Do this -> Render the lines of the records between the line holding "Give the mask of every instance of the <item>evergreen" and the line holding "51 116 L 50", inclusive, as a numbered list with blank lines left out.
((
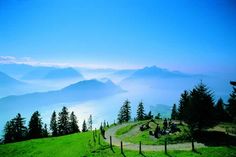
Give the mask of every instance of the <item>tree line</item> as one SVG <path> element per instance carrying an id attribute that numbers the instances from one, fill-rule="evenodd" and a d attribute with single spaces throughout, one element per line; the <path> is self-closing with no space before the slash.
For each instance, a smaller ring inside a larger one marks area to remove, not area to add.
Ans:
<path id="1" fill-rule="evenodd" d="M 139 102 L 138 104 L 136 114 L 137 116 L 134 118 L 135 121 L 148 120 L 148 119 L 154 118 L 151 111 L 149 111 L 148 113 L 145 113 L 144 105 L 142 101 Z M 156 119 L 160 119 L 160 117 L 161 117 L 160 113 L 158 113 L 157 116 L 155 116 Z M 118 123 L 124 123 L 131 120 L 131 105 L 130 105 L 129 100 L 124 101 L 118 113 L 117 120 L 118 120 Z"/>
<path id="2" fill-rule="evenodd" d="M 145 114 L 143 102 L 141 101 L 137 107 L 137 113 L 134 120 L 152 119 L 151 111 Z M 160 113 L 154 117 L 160 119 Z M 179 100 L 178 107 L 173 105 L 171 119 L 185 122 L 191 130 L 201 130 L 211 127 L 218 122 L 236 122 L 236 88 L 233 87 L 232 93 L 229 95 L 228 104 L 220 98 L 214 103 L 213 92 L 200 82 L 192 90 L 185 90 Z M 131 120 L 131 105 L 129 100 L 125 100 L 120 108 L 117 118 L 119 123 Z"/>
<path id="3" fill-rule="evenodd" d="M 69 113 L 65 106 L 58 115 L 55 111 L 52 113 L 50 130 L 51 133 L 49 133 L 47 124 L 43 124 L 41 115 L 38 111 L 35 111 L 32 114 L 28 127 L 25 126 L 25 118 L 18 113 L 15 118 L 5 124 L 4 143 L 48 137 L 49 135 L 60 136 L 80 132 L 76 115 L 73 111 Z M 82 132 L 88 130 L 92 130 L 92 115 L 89 116 L 88 124 L 85 120 L 82 124 Z"/>
<path id="4" fill-rule="evenodd" d="M 173 105 L 171 119 L 187 123 L 192 130 L 201 130 L 219 122 L 236 122 L 236 88 L 233 87 L 228 104 L 222 98 L 215 104 L 213 92 L 200 82 L 181 94 L 178 107 Z"/>

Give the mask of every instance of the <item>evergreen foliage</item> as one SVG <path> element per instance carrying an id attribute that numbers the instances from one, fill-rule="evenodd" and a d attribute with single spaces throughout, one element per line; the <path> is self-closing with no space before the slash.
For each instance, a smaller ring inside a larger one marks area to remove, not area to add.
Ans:
<path id="1" fill-rule="evenodd" d="M 125 100 L 118 114 L 118 122 L 128 122 L 131 119 L 131 106 L 129 100 Z"/>
<path id="2" fill-rule="evenodd" d="M 232 93 L 229 95 L 227 111 L 231 117 L 231 119 L 236 122 L 236 88 L 233 87 Z"/>
<path id="3" fill-rule="evenodd" d="M 147 115 L 145 115 L 144 119 L 145 120 L 149 120 L 149 119 L 152 119 L 153 118 L 153 115 L 152 115 L 152 111 L 149 111 Z"/>
<path id="4" fill-rule="evenodd" d="M 229 120 L 229 116 L 224 108 L 225 104 L 223 99 L 219 99 L 215 105 L 215 118 L 218 122 L 226 122 Z"/>
<path id="5" fill-rule="evenodd" d="M 179 100 L 179 107 L 178 107 L 178 119 L 180 122 L 184 121 L 186 119 L 186 111 L 187 107 L 189 106 L 190 96 L 188 91 L 184 91 Z"/>
<path id="6" fill-rule="evenodd" d="M 88 130 L 93 130 L 93 118 L 92 118 L 92 115 L 89 115 Z"/>
<path id="7" fill-rule="evenodd" d="M 70 133 L 69 125 L 69 112 L 64 106 L 58 116 L 58 132 L 60 135 L 66 135 Z"/>
<path id="8" fill-rule="evenodd" d="M 34 112 L 29 121 L 29 138 L 40 138 L 43 136 L 42 120 L 38 111 Z"/>
<path id="9" fill-rule="evenodd" d="M 88 131 L 88 128 L 87 128 L 86 121 L 84 120 L 82 124 L 82 132 L 86 132 L 86 131 Z"/>
<path id="10" fill-rule="evenodd" d="M 51 116 L 50 130 L 52 131 L 52 136 L 58 135 L 57 114 L 55 111 L 53 111 Z"/>
<path id="11" fill-rule="evenodd" d="M 177 116 L 178 116 L 178 113 L 177 113 L 177 109 L 176 109 L 176 104 L 174 104 L 172 107 L 171 119 L 176 120 Z"/>
<path id="12" fill-rule="evenodd" d="M 18 113 L 15 118 L 8 121 L 4 127 L 4 142 L 22 141 L 27 138 L 27 128 L 25 118 Z"/>
<path id="13" fill-rule="evenodd" d="M 77 121 L 77 117 L 75 116 L 74 112 L 71 112 L 71 114 L 70 114 L 69 126 L 70 126 L 70 133 L 79 132 L 78 121 Z"/>
<path id="14" fill-rule="evenodd" d="M 201 130 L 215 124 L 213 94 L 202 82 L 190 92 L 185 113 L 185 122 L 192 129 Z"/>
<path id="15" fill-rule="evenodd" d="M 48 137 L 48 128 L 47 124 L 44 124 L 43 131 L 42 131 L 43 137 Z"/>

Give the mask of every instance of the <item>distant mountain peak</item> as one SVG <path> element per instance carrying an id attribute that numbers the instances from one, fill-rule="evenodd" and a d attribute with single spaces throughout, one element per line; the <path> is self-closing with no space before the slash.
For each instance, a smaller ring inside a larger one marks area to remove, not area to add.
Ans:
<path id="1" fill-rule="evenodd" d="M 131 76 L 124 79 L 124 81 L 134 80 L 134 79 L 179 78 L 179 77 L 189 77 L 189 76 L 190 75 L 179 71 L 170 71 L 168 69 L 159 68 L 153 65 L 135 71 Z"/>

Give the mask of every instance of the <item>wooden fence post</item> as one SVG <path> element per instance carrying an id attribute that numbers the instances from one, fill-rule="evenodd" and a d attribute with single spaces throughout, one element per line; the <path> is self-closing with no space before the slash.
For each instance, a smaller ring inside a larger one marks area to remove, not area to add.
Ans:
<path id="1" fill-rule="evenodd" d="M 100 133 L 98 133 L 98 144 L 101 144 L 101 141 L 100 141 Z"/>
<path id="2" fill-rule="evenodd" d="M 141 145 L 141 141 L 139 141 L 139 154 L 142 154 L 142 145 Z"/>
<path id="3" fill-rule="evenodd" d="M 167 142 L 166 142 L 166 139 L 165 139 L 165 153 L 167 154 Z"/>
<path id="4" fill-rule="evenodd" d="M 124 154 L 124 151 L 123 151 L 123 142 L 120 141 L 120 151 L 121 151 L 121 154 Z"/>
<path id="5" fill-rule="evenodd" d="M 113 150 L 113 148 L 112 148 L 112 137 L 110 136 L 110 148 L 111 148 L 111 150 Z"/>

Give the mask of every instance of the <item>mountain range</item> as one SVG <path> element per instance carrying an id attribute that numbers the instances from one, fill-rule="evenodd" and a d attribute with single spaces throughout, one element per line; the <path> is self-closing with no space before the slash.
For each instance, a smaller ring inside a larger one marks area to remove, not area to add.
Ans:
<path id="1" fill-rule="evenodd" d="M 85 80 L 69 85 L 60 90 L 36 92 L 24 95 L 7 96 L 0 99 L 1 107 L 34 107 L 74 101 L 99 99 L 124 92 L 111 81 Z"/>

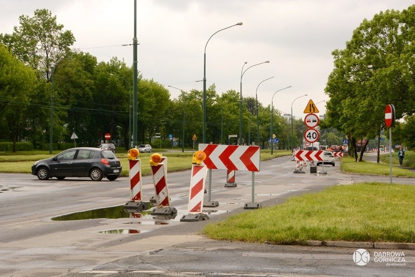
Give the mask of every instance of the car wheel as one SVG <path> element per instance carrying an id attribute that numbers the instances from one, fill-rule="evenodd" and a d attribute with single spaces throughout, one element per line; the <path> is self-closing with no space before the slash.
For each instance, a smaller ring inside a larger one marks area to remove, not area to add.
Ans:
<path id="1" fill-rule="evenodd" d="M 39 180 L 47 180 L 49 178 L 49 171 L 46 167 L 40 167 L 38 170 L 37 176 Z"/>
<path id="2" fill-rule="evenodd" d="M 102 172 L 99 168 L 93 168 L 89 173 L 89 177 L 93 181 L 100 181 L 102 179 Z"/>
<path id="3" fill-rule="evenodd" d="M 107 176 L 107 178 L 110 180 L 110 181 L 113 181 L 114 180 L 116 180 L 117 178 L 118 178 L 118 175 L 111 175 L 110 176 Z"/>

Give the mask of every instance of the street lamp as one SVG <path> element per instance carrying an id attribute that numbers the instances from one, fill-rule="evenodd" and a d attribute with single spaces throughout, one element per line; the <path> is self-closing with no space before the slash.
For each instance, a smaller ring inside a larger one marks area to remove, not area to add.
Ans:
<path id="1" fill-rule="evenodd" d="M 110 75 L 112 76 L 115 76 L 117 78 L 119 78 L 120 79 L 122 79 L 124 81 L 125 81 L 128 84 L 128 86 L 130 87 L 130 102 L 129 103 L 129 108 L 128 108 L 128 112 L 129 112 L 129 123 L 128 123 L 128 144 L 129 147 L 131 147 L 131 93 L 132 93 L 132 89 L 131 89 L 131 85 L 130 83 L 130 82 L 127 80 L 127 79 L 118 76 L 118 75 L 115 75 L 115 74 L 113 74 L 113 73 L 110 73 Z"/>
<path id="2" fill-rule="evenodd" d="M 258 84 L 258 86 L 257 87 L 257 90 L 255 91 L 255 98 L 256 99 L 256 110 L 257 110 L 257 143 L 258 143 L 259 145 L 259 117 L 258 116 L 258 88 L 259 87 L 259 85 L 262 84 L 263 82 L 264 82 L 266 80 L 269 80 L 269 79 L 272 79 L 274 78 L 274 76 L 272 77 L 270 77 L 267 79 L 265 79 L 263 81 L 262 81 L 259 84 Z"/>
<path id="3" fill-rule="evenodd" d="M 206 42 L 206 45 L 205 46 L 205 54 L 203 57 L 203 135 L 202 136 L 202 142 L 203 143 L 206 143 L 206 47 L 208 46 L 208 42 L 209 42 L 212 37 L 215 34 L 221 31 L 226 30 L 231 27 L 233 27 L 237 25 L 241 26 L 242 25 L 242 22 L 240 22 L 232 26 L 229 26 L 229 27 L 226 27 L 226 28 L 224 28 L 219 31 L 217 31 L 213 35 L 210 36 L 210 37 L 209 38 L 209 39 L 208 40 L 208 41 Z"/>
<path id="4" fill-rule="evenodd" d="M 257 63 L 256 64 L 254 64 L 253 65 L 251 65 L 244 71 L 244 67 L 248 63 L 247 61 L 245 61 L 244 63 L 244 65 L 242 66 L 242 69 L 241 70 L 241 93 L 239 98 L 239 138 L 238 139 L 238 144 L 241 144 L 242 143 L 242 77 L 244 76 L 244 74 L 245 74 L 245 72 L 246 72 L 246 70 L 252 67 L 253 66 L 255 66 L 256 65 L 259 65 L 260 64 L 262 64 L 263 63 L 269 63 L 269 61 L 267 60 L 266 61 L 264 61 L 263 62 L 260 62 L 259 63 Z"/>
<path id="5" fill-rule="evenodd" d="M 53 67 L 53 70 L 52 70 L 52 76 L 51 76 L 51 79 L 52 79 L 52 95 L 51 96 L 51 130 L 50 130 L 50 138 L 49 138 L 49 154 L 51 154 L 52 153 L 52 150 L 53 150 L 53 102 L 54 102 L 54 98 L 55 98 L 55 94 L 54 94 L 53 91 L 53 79 L 54 76 L 55 76 L 55 72 L 56 70 L 56 65 L 57 64 L 57 63 L 59 61 L 63 59 L 63 58 L 60 58 L 58 59 L 56 61 L 56 62 L 55 63 L 55 65 Z"/>
<path id="6" fill-rule="evenodd" d="M 275 94 L 276 94 L 279 91 L 290 87 L 291 87 L 291 86 L 289 86 L 286 87 L 284 87 L 284 88 L 279 89 L 278 90 L 274 93 L 274 95 L 272 96 L 272 98 L 271 99 L 271 155 L 272 155 L 274 153 L 274 138 L 272 137 L 272 135 L 273 135 L 273 132 L 272 131 L 272 126 L 274 125 L 274 104 L 273 104 L 272 101 L 274 100 L 274 96 L 275 95 Z"/>
<path id="7" fill-rule="evenodd" d="M 178 89 L 180 91 L 180 92 L 183 93 L 184 95 L 184 92 L 183 90 L 179 88 L 177 88 L 176 87 L 173 87 L 173 86 L 170 86 L 169 85 L 167 86 L 170 87 L 172 87 L 173 88 L 175 88 L 176 89 Z M 186 98 L 184 97 L 184 95 L 183 96 L 183 136 L 182 138 L 182 152 L 185 152 L 185 122 L 186 122 Z"/>
<path id="8" fill-rule="evenodd" d="M 294 127 L 293 126 L 293 104 L 294 104 L 294 101 L 298 99 L 299 98 L 301 98 L 302 97 L 304 97 L 304 96 L 307 96 L 306 94 L 304 94 L 300 97 L 297 97 L 295 99 L 294 99 L 293 102 L 291 103 L 291 151 L 293 151 L 294 149 L 294 147 L 293 146 L 293 141 L 294 140 Z"/>

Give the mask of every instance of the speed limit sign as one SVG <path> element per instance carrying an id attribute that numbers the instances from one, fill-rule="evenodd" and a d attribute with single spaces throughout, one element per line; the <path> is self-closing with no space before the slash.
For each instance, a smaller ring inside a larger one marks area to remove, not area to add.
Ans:
<path id="1" fill-rule="evenodd" d="M 314 128 L 309 128 L 304 132 L 304 139 L 310 143 L 317 142 L 320 136 L 319 131 Z"/>

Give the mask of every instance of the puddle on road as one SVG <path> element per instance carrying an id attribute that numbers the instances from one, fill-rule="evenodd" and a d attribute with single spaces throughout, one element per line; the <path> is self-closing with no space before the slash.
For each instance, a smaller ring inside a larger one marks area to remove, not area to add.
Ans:
<path id="1" fill-rule="evenodd" d="M 143 215 L 150 214 L 150 211 L 144 211 L 141 213 L 130 213 L 124 209 L 124 205 L 102 208 L 95 210 L 90 210 L 84 212 L 79 212 L 64 215 L 53 218 L 52 220 L 55 221 L 83 220 L 85 219 L 95 219 L 98 218 L 108 218 L 115 219 L 117 218 L 139 218 Z M 138 216 L 139 215 L 139 216 Z"/>

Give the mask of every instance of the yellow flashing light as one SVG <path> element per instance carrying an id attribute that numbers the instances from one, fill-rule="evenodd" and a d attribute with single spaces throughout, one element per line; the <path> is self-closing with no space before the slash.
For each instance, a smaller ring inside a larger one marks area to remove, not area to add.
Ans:
<path id="1" fill-rule="evenodd" d="M 206 154 L 203 151 L 197 151 L 194 153 L 192 158 L 192 163 L 194 164 L 200 164 L 202 161 L 206 158 Z"/>
<path id="2" fill-rule="evenodd" d="M 161 162 L 161 155 L 159 153 L 154 153 L 150 156 L 150 166 L 157 166 Z"/>
<path id="3" fill-rule="evenodd" d="M 139 154 L 140 152 L 138 152 L 138 150 L 136 148 L 132 148 L 128 150 L 128 152 L 127 153 L 127 158 L 128 159 L 135 159 L 135 158 L 138 157 Z"/>

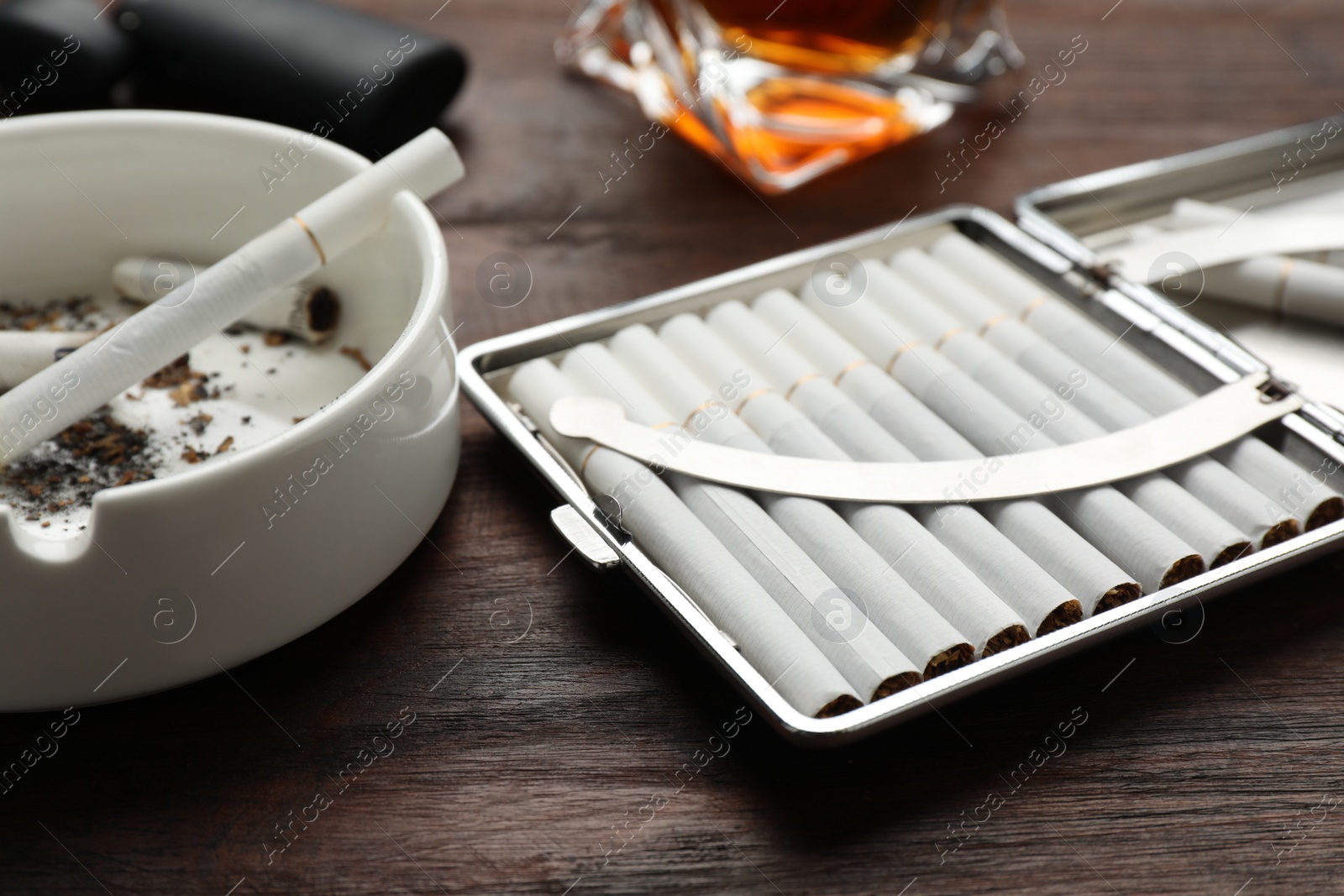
))
Solution to this task ->
1. Give the mask of every instance of the <item>evergreen foliage</item> as one SVG <path> element per instance carrying an id attribute that numbers the instances from one, fill-rule="evenodd" and a d attribute with single spaces throughout, one element per line; the <path> is self-closing with no space before the slash.
2. For each instance, a smaller ring inside a larger one marks area to remove, not area to add.
3. Ans:
4. <path id="1" fill-rule="evenodd" d="M 125 100 L 118 114 L 118 122 L 128 122 L 131 119 L 131 106 L 129 100 Z"/>
5. <path id="2" fill-rule="evenodd" d="M 232 93 L 229 95 L 227 111 L 231 117 L 231 119 L 236 122 L 236 88 L 233 87 Z"/>
6. <path id="3" fill-rule="evenodd" d="M 147 115 L 145 115 L 144 119 L 145 120 L 149 120 L 149 119 L 152 119 L 153 118 L 153 115 L 152 115 L 152 111 L 149 111 Z"/>
7. <path id="4" fill-rule="evenodd" d="M 229 120 L 229 116 L 224 108 L 225 104 L 223 99 L 219 99 L 215 105 L 215 118 L 218 122 L 226 122 Z"/>
8. <path id="5" fill-rule="evenodd" d="M 179 100 L 179 107 L 178 107 L 178 119 L 180 122 L 184 121 L 186 119 L 186 111 L 187 107 L 189 106 L 190 96 L 188 91 L 184 91 Z"/>
9. <path id="6" fill-rule="evenodd" d="M 88 130 L 93 130 L 93 118 L 92 118 L 92 115 L 89 115 Z"/>
10. <path id="7" fill-rule="evenodd" d="M 70 133 L 69 125 L 69 112 L 64 106 L 58 116 L 58 132 L 60 135 L 66 135 Z"/>
11. <path id="8" fill-rule="evenodd" d="M 34 112 L 29 121 L 29 138 L 40 138 L 43 136 L 42 120 L 38 111 Z"/>
12. <path id="9" fill-rule="evenodd" d="M 88 131 L 88 128 L 87 128 L 86 121 L 84 120 L 82 124 L 82 132 L 86 132 L 86 131 Z"/>
13. <path id="10" fill-rule="evenodd" d="M 51 116 L 50 130 L 52 131 L 52 136 L 58 135 L 57 114 L 55 111 L 53 111 Z"/>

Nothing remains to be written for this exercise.